• _Exercise instructions_:
Arrange the rows between the line holding "Outline all occurrences of evergreen tree." and the line holding "[222,426,256,443]", inclusive, as a numbered list without blank lines.
___ Data section
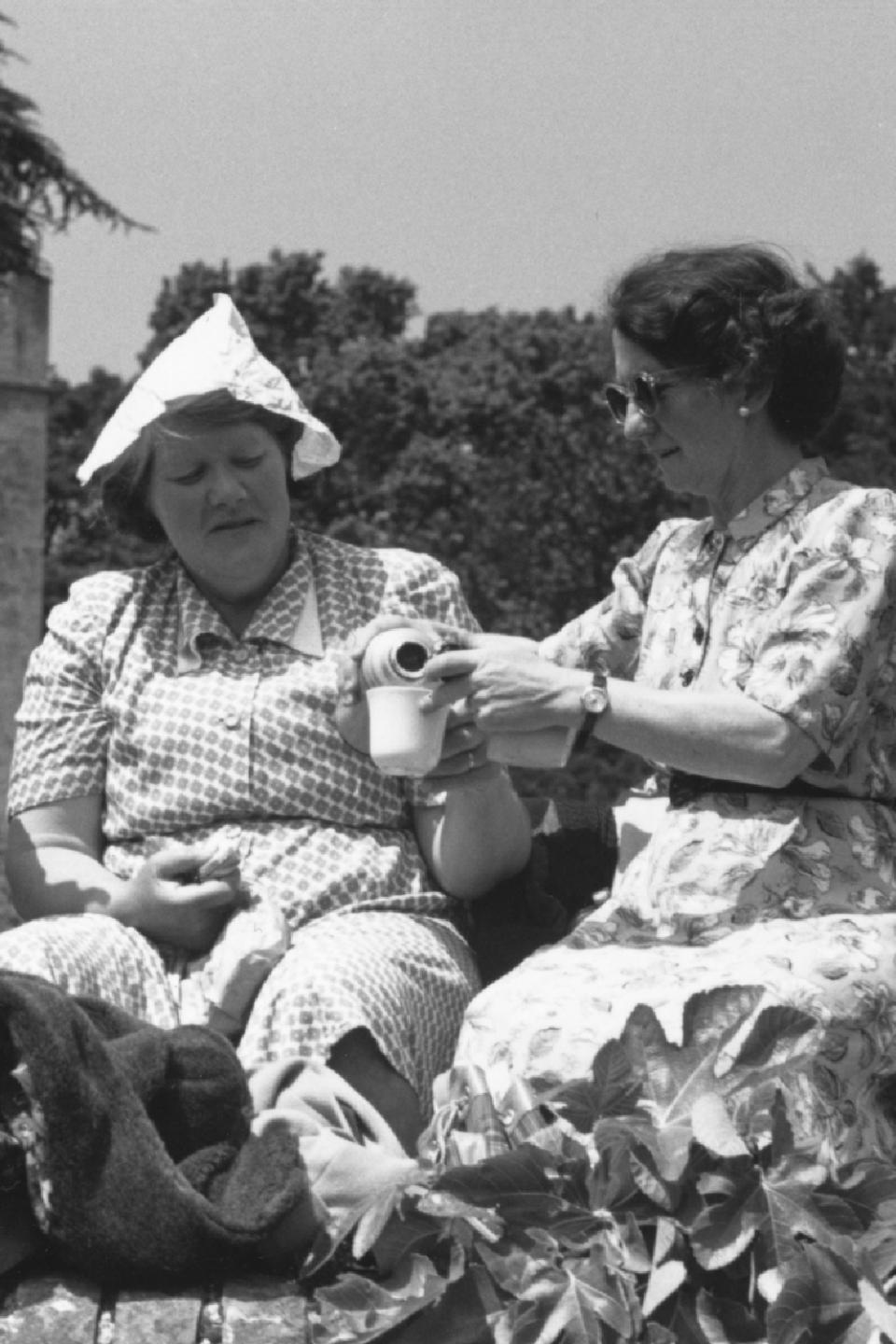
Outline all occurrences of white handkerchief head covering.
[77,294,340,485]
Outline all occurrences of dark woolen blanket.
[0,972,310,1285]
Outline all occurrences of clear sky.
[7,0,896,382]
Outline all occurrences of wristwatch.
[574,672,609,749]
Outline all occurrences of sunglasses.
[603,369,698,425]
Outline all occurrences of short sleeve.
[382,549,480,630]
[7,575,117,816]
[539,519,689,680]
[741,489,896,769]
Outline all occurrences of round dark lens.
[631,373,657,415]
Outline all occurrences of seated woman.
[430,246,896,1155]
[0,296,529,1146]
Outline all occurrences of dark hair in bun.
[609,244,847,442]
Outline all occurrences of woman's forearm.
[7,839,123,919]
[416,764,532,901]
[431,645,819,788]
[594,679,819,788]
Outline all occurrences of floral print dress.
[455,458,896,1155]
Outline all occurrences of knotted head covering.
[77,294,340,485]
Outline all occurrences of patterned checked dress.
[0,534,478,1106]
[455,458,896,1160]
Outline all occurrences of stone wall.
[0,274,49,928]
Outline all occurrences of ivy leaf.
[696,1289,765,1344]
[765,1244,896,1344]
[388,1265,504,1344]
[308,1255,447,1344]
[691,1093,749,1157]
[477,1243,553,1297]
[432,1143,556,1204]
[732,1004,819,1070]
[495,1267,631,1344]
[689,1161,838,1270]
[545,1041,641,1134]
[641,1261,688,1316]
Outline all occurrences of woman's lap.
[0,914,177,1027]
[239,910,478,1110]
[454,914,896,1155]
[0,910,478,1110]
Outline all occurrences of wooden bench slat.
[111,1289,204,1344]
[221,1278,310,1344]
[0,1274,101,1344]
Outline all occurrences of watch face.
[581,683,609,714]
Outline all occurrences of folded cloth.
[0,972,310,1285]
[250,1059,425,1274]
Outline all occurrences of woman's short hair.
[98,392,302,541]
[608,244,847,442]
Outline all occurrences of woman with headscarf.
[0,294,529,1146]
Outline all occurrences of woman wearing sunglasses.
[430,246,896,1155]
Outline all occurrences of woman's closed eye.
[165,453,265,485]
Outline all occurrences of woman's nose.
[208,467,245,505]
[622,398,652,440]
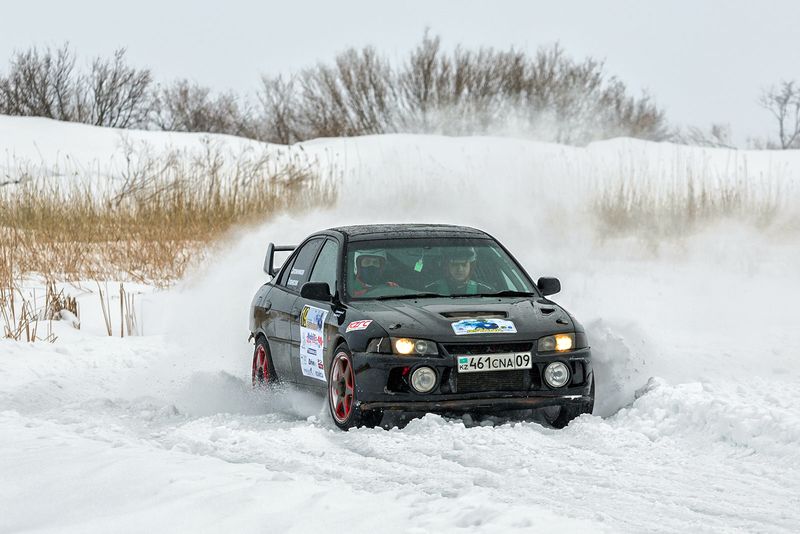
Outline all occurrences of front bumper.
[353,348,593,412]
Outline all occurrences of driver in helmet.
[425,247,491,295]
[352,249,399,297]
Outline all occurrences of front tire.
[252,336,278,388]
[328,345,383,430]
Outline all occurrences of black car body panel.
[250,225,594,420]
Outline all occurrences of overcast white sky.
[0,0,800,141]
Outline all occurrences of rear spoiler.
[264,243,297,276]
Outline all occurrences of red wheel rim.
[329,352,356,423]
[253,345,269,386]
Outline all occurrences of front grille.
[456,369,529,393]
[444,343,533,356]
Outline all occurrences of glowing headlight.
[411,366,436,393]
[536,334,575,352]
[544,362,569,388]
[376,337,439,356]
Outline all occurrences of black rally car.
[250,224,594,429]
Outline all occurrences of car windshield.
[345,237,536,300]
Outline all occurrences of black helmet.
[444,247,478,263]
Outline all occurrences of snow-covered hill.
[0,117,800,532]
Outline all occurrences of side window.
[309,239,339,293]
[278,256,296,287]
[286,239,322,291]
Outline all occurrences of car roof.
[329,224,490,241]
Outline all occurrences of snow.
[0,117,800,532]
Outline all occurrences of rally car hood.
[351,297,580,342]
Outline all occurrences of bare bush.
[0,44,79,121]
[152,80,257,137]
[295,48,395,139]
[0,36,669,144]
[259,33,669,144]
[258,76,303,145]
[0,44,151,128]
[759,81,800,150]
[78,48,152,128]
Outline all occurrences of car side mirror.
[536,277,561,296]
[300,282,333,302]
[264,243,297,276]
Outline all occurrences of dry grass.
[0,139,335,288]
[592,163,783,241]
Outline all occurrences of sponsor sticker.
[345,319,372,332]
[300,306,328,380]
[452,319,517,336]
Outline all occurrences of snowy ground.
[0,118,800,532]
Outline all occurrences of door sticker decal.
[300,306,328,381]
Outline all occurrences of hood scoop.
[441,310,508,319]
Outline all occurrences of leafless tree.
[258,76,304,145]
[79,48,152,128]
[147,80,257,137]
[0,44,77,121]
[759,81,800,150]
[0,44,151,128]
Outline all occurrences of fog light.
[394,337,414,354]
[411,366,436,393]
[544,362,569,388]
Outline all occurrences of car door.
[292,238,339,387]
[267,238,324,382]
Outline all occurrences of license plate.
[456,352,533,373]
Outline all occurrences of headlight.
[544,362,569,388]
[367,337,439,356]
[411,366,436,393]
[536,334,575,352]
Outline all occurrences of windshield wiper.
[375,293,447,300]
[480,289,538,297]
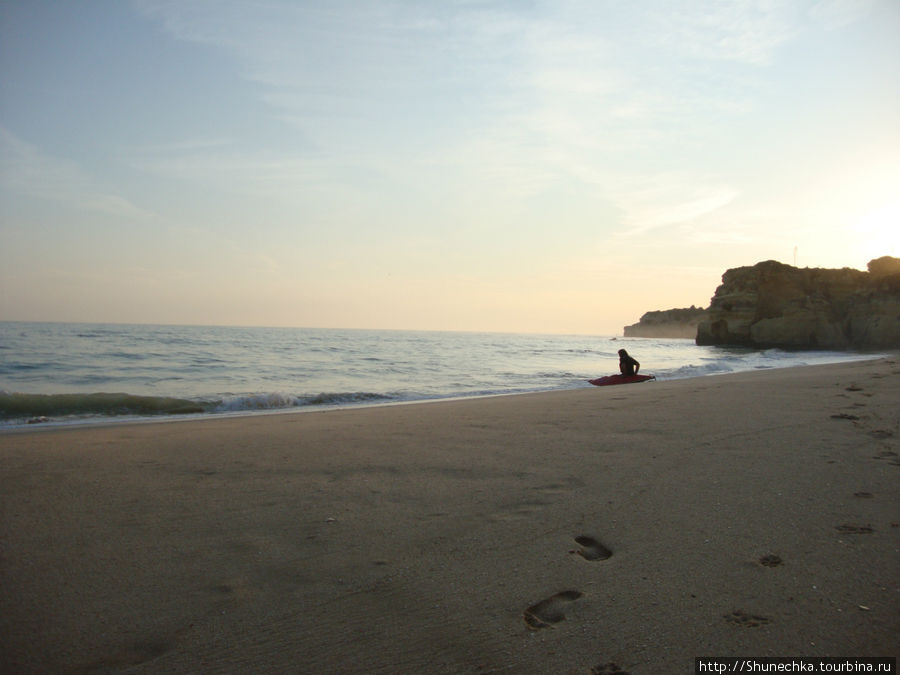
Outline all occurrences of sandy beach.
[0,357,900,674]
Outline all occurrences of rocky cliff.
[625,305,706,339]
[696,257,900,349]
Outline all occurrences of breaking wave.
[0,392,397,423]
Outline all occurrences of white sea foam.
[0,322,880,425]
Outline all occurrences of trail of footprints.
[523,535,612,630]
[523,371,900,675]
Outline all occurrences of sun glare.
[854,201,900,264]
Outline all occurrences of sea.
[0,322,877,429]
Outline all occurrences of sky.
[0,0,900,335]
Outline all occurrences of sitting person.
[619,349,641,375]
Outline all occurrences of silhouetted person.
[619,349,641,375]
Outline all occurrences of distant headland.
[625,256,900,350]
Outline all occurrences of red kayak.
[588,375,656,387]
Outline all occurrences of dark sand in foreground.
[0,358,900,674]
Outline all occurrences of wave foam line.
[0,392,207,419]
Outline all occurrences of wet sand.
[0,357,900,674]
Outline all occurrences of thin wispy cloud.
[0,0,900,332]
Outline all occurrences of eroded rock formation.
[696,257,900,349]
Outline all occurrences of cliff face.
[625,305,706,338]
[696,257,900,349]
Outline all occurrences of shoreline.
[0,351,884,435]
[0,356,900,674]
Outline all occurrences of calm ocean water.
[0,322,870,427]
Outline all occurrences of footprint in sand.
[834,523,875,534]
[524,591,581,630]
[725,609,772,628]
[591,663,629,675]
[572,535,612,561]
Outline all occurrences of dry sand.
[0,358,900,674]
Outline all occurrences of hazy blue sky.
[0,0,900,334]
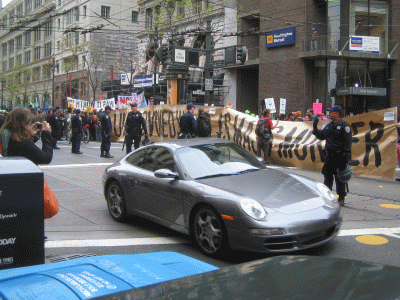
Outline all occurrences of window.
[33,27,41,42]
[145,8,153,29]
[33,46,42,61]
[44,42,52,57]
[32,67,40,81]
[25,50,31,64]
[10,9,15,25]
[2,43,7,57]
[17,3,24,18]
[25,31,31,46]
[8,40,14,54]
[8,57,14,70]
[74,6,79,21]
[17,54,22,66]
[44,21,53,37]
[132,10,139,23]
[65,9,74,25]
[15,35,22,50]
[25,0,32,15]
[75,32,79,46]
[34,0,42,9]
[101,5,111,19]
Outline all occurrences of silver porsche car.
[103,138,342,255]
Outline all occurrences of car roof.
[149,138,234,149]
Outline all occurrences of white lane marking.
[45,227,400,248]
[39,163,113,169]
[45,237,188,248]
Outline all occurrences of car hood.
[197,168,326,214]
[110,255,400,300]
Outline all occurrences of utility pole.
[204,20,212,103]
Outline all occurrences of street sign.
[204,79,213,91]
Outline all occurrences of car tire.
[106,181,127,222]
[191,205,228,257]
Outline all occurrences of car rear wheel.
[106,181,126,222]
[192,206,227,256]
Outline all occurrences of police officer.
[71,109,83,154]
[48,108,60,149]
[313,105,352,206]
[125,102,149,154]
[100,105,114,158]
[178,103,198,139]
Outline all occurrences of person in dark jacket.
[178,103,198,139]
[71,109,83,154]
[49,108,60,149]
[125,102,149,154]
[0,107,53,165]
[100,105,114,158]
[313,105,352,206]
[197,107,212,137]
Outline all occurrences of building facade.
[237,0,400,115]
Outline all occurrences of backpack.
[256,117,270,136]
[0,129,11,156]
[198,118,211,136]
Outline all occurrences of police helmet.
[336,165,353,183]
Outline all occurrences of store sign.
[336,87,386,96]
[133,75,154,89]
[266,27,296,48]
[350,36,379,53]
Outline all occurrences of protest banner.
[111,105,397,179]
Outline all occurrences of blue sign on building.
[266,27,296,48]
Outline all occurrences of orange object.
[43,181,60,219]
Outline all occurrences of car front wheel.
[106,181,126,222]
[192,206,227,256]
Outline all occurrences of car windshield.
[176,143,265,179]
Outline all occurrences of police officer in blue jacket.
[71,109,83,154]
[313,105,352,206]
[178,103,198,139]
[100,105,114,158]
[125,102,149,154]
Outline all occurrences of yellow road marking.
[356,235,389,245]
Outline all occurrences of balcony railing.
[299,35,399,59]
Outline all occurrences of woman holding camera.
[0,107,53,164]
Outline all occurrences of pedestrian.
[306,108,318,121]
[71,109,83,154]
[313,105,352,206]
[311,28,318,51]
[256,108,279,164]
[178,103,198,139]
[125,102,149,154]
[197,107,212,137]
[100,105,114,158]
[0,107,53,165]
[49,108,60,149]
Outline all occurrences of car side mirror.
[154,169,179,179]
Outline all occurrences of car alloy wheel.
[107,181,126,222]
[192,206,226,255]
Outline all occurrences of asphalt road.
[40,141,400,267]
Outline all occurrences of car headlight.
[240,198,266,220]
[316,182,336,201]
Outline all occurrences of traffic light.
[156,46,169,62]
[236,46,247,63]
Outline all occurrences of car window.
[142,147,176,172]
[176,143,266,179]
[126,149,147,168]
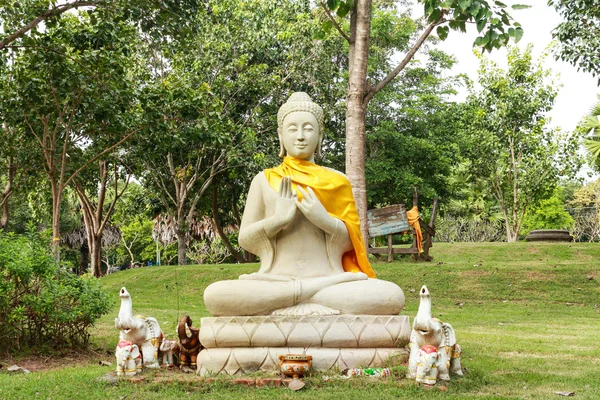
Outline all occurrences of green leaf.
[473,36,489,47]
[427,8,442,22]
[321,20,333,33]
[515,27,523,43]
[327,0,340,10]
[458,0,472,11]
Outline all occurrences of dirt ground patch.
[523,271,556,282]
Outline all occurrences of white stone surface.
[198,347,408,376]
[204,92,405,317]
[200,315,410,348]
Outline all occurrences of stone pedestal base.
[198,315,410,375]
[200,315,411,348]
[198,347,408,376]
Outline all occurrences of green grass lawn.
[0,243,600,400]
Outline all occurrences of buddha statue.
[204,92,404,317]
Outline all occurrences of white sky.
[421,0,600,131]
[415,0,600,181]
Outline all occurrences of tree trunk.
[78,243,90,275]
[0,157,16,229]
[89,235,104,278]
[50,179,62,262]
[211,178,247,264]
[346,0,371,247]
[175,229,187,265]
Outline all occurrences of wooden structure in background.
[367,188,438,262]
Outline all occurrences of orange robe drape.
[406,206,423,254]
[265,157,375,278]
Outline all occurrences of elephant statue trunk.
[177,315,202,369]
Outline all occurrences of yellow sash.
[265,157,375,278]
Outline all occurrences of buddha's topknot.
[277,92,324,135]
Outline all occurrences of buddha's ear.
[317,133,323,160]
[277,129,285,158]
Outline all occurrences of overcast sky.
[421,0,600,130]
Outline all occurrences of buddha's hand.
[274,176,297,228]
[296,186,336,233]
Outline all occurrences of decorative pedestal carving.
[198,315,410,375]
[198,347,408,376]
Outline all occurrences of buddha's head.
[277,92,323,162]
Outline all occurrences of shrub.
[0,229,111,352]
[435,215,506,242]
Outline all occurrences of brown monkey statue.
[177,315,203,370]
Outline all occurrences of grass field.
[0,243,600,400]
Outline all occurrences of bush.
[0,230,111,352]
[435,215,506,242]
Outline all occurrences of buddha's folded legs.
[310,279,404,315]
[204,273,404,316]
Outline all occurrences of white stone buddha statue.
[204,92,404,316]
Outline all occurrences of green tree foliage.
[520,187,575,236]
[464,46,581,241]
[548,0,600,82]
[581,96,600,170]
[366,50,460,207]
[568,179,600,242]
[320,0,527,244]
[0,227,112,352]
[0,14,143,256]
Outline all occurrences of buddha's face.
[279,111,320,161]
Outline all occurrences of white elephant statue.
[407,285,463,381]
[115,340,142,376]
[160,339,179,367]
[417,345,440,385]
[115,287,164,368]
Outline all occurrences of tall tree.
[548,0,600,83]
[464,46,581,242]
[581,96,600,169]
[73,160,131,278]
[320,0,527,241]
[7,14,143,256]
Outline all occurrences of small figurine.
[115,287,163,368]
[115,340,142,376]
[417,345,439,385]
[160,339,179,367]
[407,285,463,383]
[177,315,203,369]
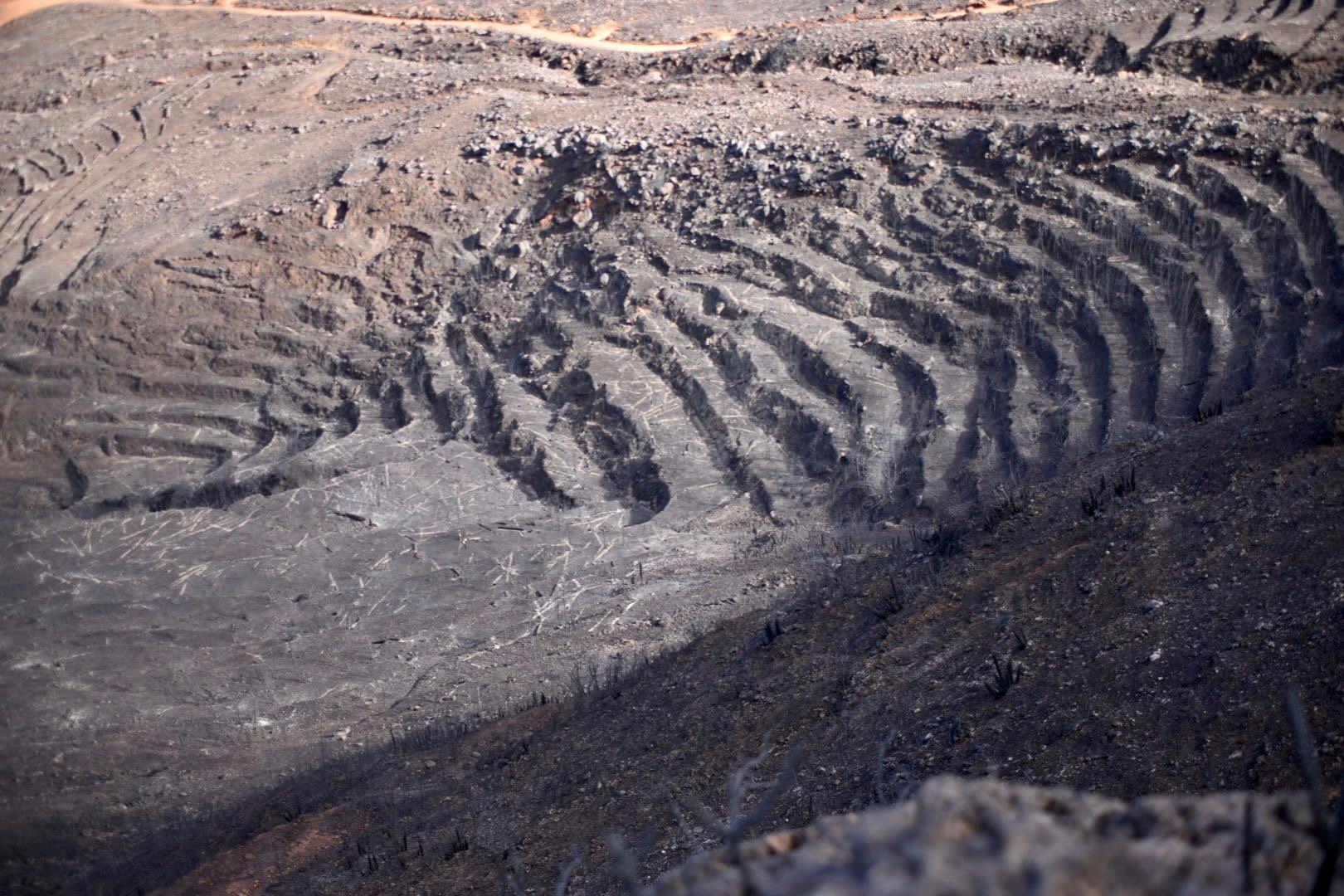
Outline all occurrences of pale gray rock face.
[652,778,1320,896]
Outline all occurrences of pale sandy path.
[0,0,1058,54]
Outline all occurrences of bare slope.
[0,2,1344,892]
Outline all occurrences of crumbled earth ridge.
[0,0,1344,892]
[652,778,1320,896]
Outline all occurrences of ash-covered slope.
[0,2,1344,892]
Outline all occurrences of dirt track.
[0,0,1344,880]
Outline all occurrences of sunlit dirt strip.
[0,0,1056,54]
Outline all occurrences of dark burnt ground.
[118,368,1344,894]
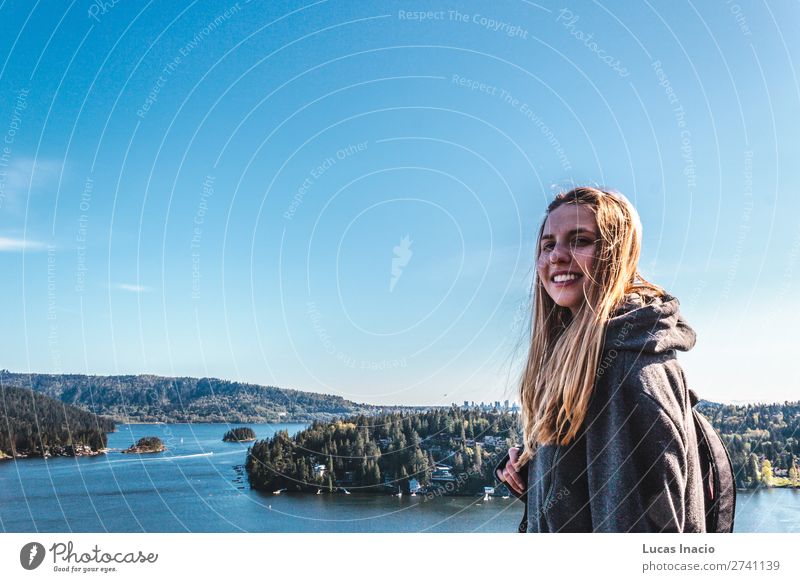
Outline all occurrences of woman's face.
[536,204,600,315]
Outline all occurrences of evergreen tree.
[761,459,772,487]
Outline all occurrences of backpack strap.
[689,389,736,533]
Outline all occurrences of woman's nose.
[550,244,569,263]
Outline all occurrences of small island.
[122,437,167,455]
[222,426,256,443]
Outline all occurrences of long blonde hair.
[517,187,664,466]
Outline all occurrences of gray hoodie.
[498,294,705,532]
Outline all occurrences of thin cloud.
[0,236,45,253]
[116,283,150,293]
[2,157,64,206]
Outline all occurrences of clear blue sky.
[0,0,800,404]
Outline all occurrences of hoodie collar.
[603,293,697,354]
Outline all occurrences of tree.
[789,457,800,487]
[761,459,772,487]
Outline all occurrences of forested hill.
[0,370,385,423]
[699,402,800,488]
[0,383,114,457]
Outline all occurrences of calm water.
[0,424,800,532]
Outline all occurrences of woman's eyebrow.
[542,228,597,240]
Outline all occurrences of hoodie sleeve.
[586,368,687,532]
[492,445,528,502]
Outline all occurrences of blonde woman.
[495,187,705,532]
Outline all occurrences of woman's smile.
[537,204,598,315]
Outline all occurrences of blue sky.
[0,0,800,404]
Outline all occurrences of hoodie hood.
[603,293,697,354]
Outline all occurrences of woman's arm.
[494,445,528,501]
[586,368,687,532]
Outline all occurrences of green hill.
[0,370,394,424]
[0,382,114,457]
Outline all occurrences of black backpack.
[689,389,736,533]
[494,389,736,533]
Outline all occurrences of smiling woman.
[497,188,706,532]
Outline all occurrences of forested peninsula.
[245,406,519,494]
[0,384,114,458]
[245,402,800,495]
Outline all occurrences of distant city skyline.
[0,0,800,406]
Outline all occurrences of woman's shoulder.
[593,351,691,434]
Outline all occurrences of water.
______
• _Solution to the exercise_:
1. Outline all occurrences of evergreen tree.
2. [761,459,772,487]
3. Outline all occurrences of backpack strap.
4. [689,389,736,533]
5. Outline all occurrences of woman's nose.
6. [550,244,569,263]
7. Outline all occurrences of small island.
8. [122,437,167,455]
9. [222,426,256,443]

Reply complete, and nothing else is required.